• **Passage**
I have an insight into Lena Dunham. “She speaks, usually unbidden, with complete moral and philosophical authority—until she’s called out online, at which point she furiously and pathetically backpedals,” says an op-ed in The New York Post. But wait. I say sanctimonious Dunham is just the girl repeating her lessons. She doesn’t take herself to be an authority on rape claims or racial justice. She says the approved thing because the approved thing is good to say. By saying it she shows everyone that she recognizes the approved thing, and gets more airtime for the approved idea out in the culture (as she might put it). Dunham isn’t a leader, she’s a prominent follower.

• **The problem**
Reproduce the portion of the passage on Lena Dunham that begins at the words "I have an insight" and stops after the words "a prominent follower.".

• **Listed records**
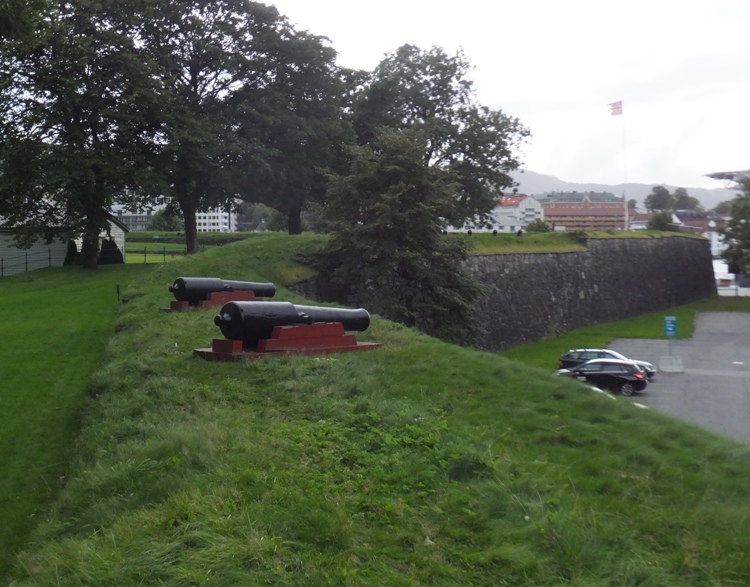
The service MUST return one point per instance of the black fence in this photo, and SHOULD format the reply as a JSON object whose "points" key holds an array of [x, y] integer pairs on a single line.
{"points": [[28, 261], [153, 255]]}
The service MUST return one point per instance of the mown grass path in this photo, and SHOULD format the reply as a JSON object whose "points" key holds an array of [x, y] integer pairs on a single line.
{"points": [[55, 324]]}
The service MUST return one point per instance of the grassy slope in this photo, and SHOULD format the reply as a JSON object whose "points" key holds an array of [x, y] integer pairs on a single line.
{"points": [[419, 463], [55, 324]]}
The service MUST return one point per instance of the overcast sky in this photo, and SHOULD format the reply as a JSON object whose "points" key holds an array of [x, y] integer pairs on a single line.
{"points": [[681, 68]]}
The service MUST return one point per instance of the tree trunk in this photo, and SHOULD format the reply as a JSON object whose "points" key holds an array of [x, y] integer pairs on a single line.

--

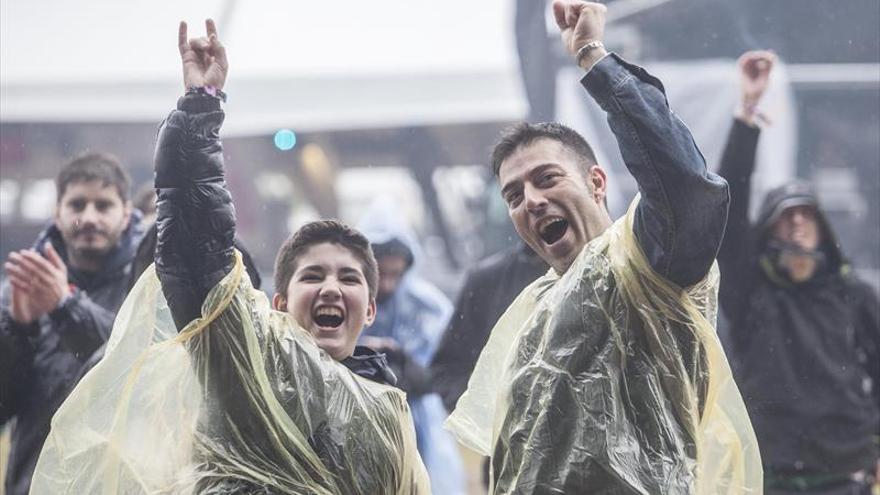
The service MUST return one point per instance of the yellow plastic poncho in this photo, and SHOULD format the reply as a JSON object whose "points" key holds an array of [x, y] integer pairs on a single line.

• **Worked solution**
I have an insight into Lena Dunham. “She speaks, usually unbidden, with complete moral and philosophical authority—until she’s called out online, at which point she furiously and pathetically backpedals,” says an op-ed in The New York Post. But wait. I say sanctimonious Dunham is just the girl repeating her lessons. She doesn’t take herself to be an authority on rape claims or racial justice. She says the approved thing because the approved thing is good to say. By saying it she shows everyone that she recognizes the approved thing, and gets more airtime for the approved idea out in the culture (as she might put it). Dunham isn’t a leader, she’s a prominent follower.